++++ Source text ++++
Chinese Literary Fiction – a review of the evening

On Wednesday 18th April we were fortunate enough to have a distinguished panel of Chinese authors in the shop talking about their work. Tom Griffiths, who has been a bookseller in his native New Zealand and here at Blackwell’s as well as being a post-graduate student of Ancient
Chinese shares his views on the evening:

“Billed as a rare event offering insights into the literary landscape of modern China, Wednesday’s panel discussion with Ma Jian, Li Er, and Geling Yan provided a packed cafe with a chance to see three great figures discuss their writings in a relaxed environment. In listening to Ma Jian’s personal tale of visiting his comatose brother and missing the Tiananmen Square protests, or Geling Yan’s depiction of what she termed a “beautiful suicide,” we the audience were entertained by accomplished storytellers.
++++ Material provided ++++
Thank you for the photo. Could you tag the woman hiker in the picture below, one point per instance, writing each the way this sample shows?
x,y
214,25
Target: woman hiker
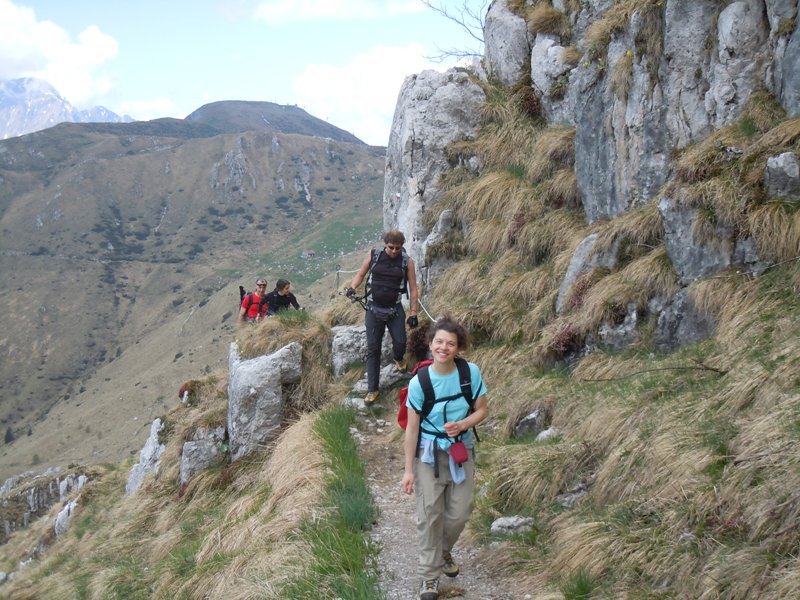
x,y
434,470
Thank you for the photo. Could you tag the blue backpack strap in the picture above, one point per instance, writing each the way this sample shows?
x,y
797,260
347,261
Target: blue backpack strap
x,y
465,380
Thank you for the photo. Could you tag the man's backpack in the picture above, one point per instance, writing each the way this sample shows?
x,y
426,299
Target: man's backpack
x,y
376,254
424,378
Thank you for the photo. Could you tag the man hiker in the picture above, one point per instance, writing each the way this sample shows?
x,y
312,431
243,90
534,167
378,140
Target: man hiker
x,y
254,304
281,298
391,274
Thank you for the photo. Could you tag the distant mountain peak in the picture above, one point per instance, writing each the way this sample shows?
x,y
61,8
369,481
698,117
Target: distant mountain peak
x,y
28,104
236,116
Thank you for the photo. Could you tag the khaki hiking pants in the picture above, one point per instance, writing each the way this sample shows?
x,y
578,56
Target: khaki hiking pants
x,y
442,511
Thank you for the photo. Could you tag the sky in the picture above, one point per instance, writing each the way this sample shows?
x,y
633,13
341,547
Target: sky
x,y
343,61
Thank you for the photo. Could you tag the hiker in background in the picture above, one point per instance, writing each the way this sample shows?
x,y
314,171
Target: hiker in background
x,y
440,454
391,274
254,304
281,298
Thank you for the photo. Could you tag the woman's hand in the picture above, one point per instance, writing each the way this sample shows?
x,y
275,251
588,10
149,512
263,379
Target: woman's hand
x,y
407,485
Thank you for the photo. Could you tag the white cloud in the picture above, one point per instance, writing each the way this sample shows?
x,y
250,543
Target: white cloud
x,y
360,97
42,49
283,11
145,110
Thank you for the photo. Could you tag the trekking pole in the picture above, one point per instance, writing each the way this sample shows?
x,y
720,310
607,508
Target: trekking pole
x,y
426,310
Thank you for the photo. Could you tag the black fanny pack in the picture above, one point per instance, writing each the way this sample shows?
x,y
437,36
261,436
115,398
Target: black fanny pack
x,y
383,313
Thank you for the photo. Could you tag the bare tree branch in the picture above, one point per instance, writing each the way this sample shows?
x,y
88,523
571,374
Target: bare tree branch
x,y
469,18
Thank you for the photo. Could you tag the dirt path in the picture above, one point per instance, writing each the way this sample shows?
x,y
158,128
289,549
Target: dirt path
x,y
381,448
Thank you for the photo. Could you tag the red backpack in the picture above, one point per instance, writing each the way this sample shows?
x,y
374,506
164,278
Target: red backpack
x,y
402,414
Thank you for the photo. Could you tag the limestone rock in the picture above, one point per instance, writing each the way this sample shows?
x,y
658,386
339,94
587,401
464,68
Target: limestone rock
x,y
149,458
583,260
61,522
433,110
512,525
782,175
533,423
506,44
255,396
200,451
692,258
680,324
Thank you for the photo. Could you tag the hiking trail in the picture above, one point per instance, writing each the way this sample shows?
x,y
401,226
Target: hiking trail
x,y
381,448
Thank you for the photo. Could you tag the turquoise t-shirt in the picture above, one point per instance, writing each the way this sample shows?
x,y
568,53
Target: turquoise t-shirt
x,y
456,409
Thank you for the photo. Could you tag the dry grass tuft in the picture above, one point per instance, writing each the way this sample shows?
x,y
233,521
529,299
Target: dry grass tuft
x,y
340,311
554,150
526,475
783,135
486,237
641,227
615,20
553,234
562,190
543,18
496,195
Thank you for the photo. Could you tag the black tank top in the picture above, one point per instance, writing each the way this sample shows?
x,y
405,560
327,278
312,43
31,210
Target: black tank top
x,y
387,280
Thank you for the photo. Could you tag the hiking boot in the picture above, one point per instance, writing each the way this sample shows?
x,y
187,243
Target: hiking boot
x,y
429,590
450,568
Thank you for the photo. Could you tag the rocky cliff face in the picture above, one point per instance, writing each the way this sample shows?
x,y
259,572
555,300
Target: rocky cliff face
x,y
638,80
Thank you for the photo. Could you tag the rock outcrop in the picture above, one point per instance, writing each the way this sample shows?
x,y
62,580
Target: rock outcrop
x,y
433,110
149,458
255,396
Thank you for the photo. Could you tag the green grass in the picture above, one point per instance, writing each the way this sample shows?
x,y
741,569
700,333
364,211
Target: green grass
x,y
578,586
329,243
343,558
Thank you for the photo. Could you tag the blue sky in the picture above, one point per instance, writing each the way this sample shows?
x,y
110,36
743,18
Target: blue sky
x,y
341,60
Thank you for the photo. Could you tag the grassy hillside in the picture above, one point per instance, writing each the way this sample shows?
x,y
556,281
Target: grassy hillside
x,y
121,258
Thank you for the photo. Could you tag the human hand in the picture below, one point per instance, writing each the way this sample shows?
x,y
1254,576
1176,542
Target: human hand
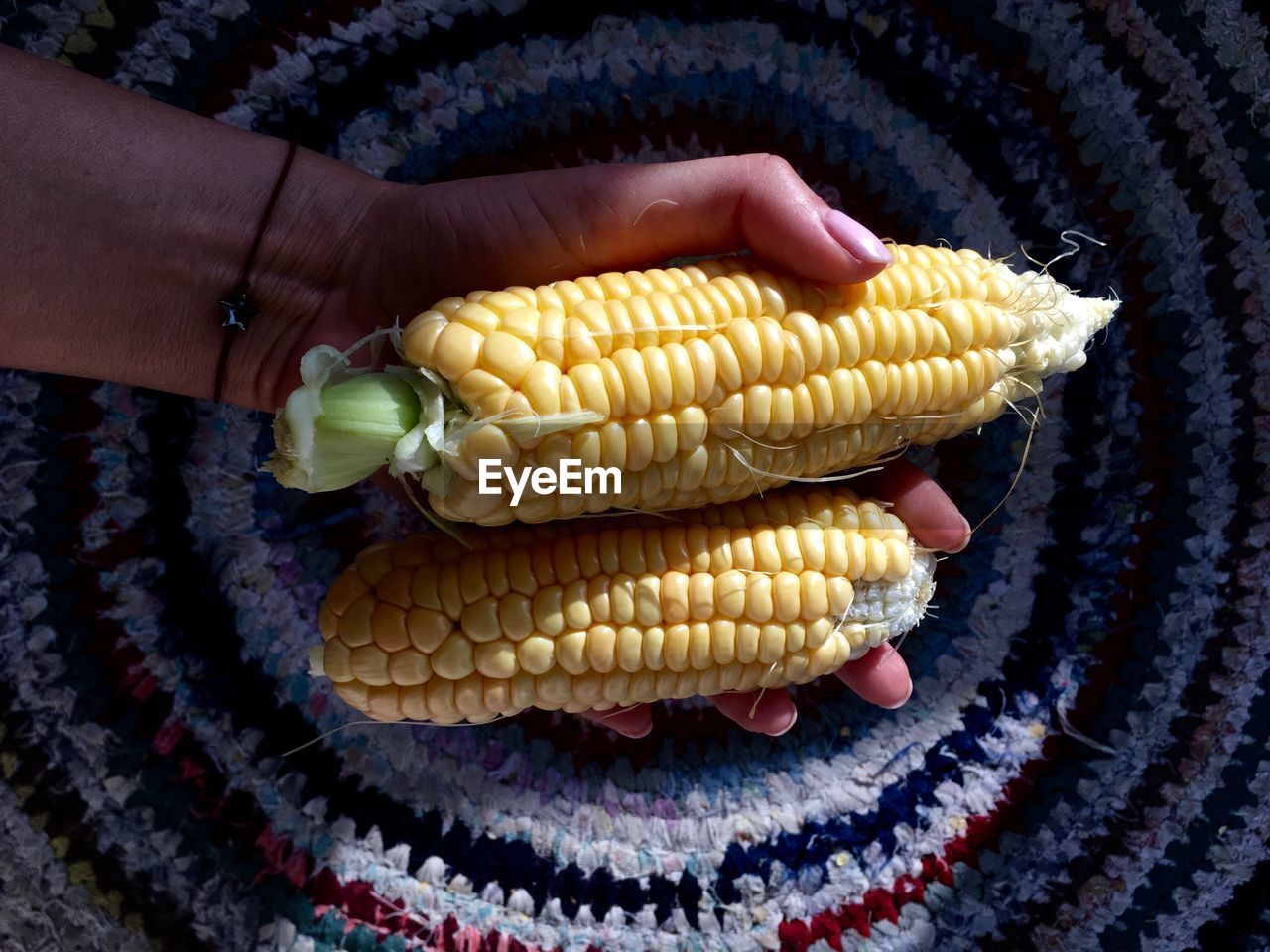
x,y
416,245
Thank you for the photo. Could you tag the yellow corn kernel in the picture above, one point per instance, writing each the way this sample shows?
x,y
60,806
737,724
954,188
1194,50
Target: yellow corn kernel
x,y
760,593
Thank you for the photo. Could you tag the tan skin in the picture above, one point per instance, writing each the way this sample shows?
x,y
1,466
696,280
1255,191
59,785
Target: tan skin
x,y
123,221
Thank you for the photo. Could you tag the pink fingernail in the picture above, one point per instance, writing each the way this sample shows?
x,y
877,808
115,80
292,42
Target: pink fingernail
x,y
786,728
860,243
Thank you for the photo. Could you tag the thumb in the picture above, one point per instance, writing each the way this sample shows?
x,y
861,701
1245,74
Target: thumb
x,y
539,226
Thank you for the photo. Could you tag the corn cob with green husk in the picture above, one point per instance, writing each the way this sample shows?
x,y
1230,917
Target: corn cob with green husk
x,y
701,384
580,615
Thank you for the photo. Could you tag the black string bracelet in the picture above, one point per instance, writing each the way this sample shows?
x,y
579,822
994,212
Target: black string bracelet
x,y
239,307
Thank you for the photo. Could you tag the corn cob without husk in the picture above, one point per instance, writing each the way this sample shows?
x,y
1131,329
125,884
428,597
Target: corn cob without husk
x,y
580,615
701,384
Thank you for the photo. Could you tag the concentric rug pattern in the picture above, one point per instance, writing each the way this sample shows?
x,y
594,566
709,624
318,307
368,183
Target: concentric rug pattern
x,y
1086,758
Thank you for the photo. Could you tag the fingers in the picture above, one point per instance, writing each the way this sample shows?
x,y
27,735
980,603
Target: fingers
x,y
629,721
930,515
880,676
774,714
539,226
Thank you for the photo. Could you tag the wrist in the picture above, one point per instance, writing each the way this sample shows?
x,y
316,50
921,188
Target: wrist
x,y
309,257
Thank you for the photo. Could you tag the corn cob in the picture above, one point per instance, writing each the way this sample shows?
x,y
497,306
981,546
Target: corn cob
x,y
578,615
701,384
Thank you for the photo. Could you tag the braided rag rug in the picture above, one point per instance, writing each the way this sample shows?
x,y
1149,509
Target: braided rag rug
x,y
1083,763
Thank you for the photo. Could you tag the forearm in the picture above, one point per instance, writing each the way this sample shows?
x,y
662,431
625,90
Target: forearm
x,y
123,221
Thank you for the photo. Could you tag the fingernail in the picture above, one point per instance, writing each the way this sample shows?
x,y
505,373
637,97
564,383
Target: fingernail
x,y
903,701
786,728
860,243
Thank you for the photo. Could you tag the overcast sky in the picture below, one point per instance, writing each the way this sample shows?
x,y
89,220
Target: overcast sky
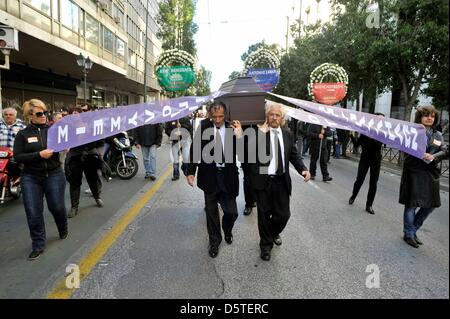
x,y
228,27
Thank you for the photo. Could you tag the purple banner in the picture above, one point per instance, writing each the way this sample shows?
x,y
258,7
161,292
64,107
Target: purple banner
x,y
78,129
405,136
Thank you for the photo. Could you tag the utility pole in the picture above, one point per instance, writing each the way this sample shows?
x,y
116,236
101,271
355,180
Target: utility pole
x,y
145,53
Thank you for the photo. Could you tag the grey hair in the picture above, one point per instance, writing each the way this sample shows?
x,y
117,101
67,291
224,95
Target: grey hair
x,y
10,109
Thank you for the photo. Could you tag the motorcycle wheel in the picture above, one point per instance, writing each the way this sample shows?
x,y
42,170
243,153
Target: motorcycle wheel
x,y
129,171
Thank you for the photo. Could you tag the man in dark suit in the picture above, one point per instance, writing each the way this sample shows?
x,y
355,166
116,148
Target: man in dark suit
x,y
370,158
271,179
318,148
217,173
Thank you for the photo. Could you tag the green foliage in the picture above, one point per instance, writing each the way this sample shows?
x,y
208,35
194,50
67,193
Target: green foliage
x,y
409,46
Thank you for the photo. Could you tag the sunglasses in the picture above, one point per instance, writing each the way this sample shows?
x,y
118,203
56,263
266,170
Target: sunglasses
x,y
40,114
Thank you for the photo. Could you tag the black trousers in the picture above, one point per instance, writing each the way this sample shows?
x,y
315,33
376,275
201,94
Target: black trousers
x,y
230,214
273,211
249,192
363,167
323,160
89,167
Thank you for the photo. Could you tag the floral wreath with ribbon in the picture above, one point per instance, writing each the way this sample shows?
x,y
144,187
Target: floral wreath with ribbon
x,y
175,57
259,56
335,71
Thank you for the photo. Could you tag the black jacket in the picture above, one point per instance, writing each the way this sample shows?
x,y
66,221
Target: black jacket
x,y
27,145
371,149
261,181
148,135
184,122
207,173
419,186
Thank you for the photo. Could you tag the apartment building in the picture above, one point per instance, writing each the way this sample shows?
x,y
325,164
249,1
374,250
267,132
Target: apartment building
x,y
52,34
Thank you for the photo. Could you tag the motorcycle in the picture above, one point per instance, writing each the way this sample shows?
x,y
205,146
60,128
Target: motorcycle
x,y
120,157
9,175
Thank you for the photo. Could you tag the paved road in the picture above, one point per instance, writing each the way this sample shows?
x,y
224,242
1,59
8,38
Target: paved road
x,y
327,246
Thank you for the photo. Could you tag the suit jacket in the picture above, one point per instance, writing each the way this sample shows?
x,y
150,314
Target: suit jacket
x,y
207,172
261,181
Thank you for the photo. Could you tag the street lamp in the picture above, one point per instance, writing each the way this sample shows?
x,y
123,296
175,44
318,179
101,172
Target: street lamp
x,y
86,64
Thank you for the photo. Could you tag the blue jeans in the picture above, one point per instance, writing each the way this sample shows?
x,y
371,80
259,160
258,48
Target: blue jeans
x,y
412,221
149,155
34,188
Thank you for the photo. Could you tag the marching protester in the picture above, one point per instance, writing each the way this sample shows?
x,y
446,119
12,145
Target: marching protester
x,y
148,137
318,148
181,142
218,179
10,125
272,181
85,159
370,159
419,186
41,176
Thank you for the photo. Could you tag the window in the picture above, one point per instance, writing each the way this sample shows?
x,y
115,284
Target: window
x,y
69,15
92,29
108,39
41,5
120,48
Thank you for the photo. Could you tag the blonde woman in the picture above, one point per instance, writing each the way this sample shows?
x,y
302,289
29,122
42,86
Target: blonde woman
x,y
42,175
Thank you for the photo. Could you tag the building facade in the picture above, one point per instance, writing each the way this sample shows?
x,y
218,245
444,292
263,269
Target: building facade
x,y
52,33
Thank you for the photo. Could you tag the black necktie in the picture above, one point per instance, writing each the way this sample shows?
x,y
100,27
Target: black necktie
x,y
279,157
218,147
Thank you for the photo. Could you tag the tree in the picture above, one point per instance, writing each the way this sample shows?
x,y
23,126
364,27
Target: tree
x,y
177,28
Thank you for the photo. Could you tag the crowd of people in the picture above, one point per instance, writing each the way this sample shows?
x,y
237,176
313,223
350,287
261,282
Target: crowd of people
x,y
267,183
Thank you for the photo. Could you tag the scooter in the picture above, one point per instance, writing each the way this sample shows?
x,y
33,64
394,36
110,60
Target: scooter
x,y
120,157
9,175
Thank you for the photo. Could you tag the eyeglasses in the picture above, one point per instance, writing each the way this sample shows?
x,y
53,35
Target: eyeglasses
x,y
40,114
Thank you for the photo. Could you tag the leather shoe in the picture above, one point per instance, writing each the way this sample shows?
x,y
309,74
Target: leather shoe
x,y
418,240
213,251
247,210
265,255
277,240
229,239
410,241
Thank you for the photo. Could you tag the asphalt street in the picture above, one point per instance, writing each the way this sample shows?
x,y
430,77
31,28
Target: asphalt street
x,y
329,247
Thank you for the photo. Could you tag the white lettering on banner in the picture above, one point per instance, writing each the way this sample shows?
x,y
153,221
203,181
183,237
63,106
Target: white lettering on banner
x,y
115,123
133,119
313,119
150,115
80,130
388,125
63,133
414,145
406,133
397,132
354,118
167,110
370,126
98,127
380,126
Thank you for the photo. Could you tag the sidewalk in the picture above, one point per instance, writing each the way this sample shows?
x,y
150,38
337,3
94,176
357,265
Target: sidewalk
x,y
397,170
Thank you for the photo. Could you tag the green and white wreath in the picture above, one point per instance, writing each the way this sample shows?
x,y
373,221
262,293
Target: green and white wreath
x,y
175,57
331,72
261,56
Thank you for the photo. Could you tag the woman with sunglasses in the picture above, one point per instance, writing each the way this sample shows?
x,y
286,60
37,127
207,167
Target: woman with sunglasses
x,y
42,175
419,186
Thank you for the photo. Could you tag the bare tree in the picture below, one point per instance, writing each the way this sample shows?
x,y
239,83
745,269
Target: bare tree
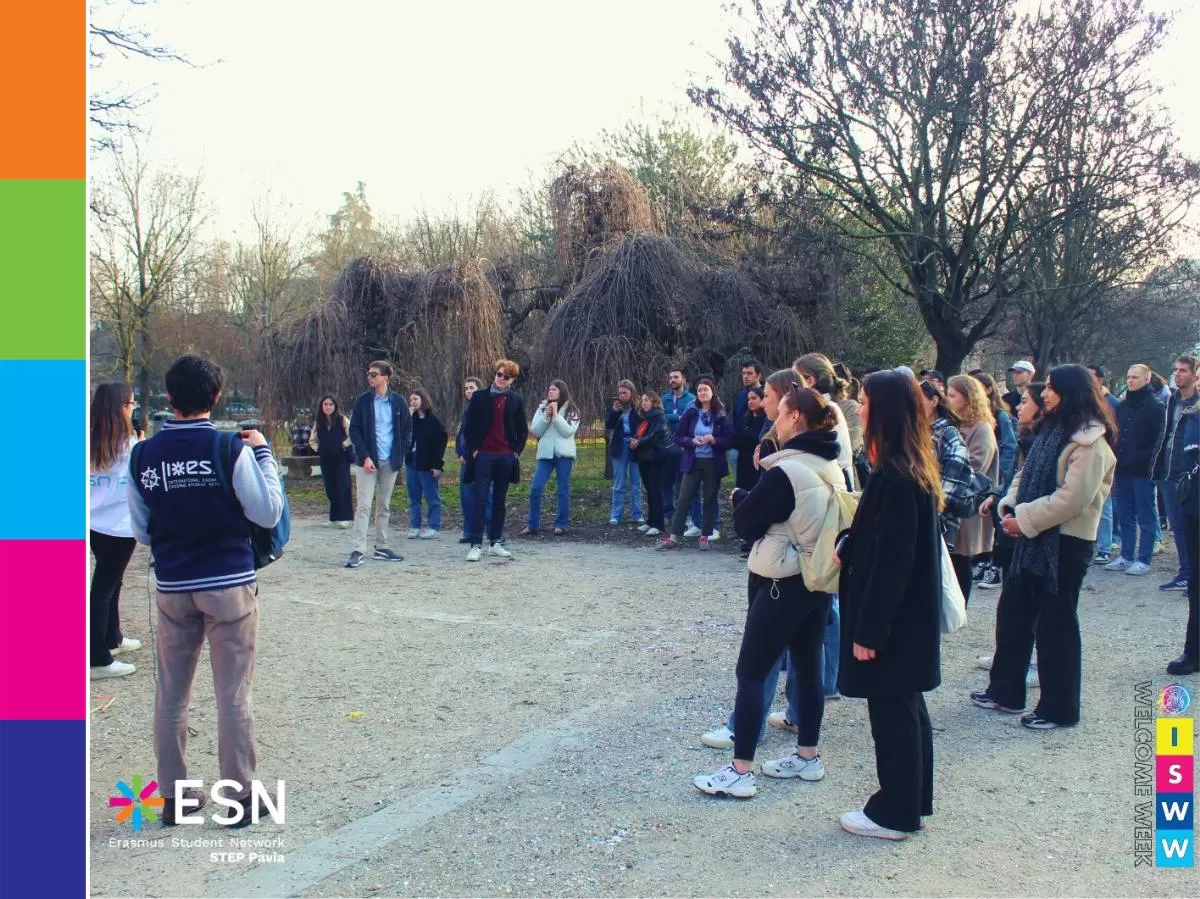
++++
*Set task 1:* According to the review of the Chinese literary fiction evening, which three authors were on the panel?
*Set task 2:* Pick up the review of the Chinese literary fiction panel after its final sentence and keep writing in the same voice.

*Task output 1:* Ma Jian, Li Er, and Geling Yan.

*Task output 2:*
 The panelists all agreed that the weight of their country’s history impacts directly on the people of China and the panelists own stories. All three of them set their latest novels in different time periods and yet agreed on a theme of history. Li Er eloquently explained to his Western readers history’s great importance to modern Chinese: the recurring times of chaos do not simply affect the government or the political system, he argued, but drive the whole country into disorder, wiping out so much of what had come before. The destruction and reinvention of Chinese society has provided these three authors with material for their writings and provided a topic of discussion for the panel.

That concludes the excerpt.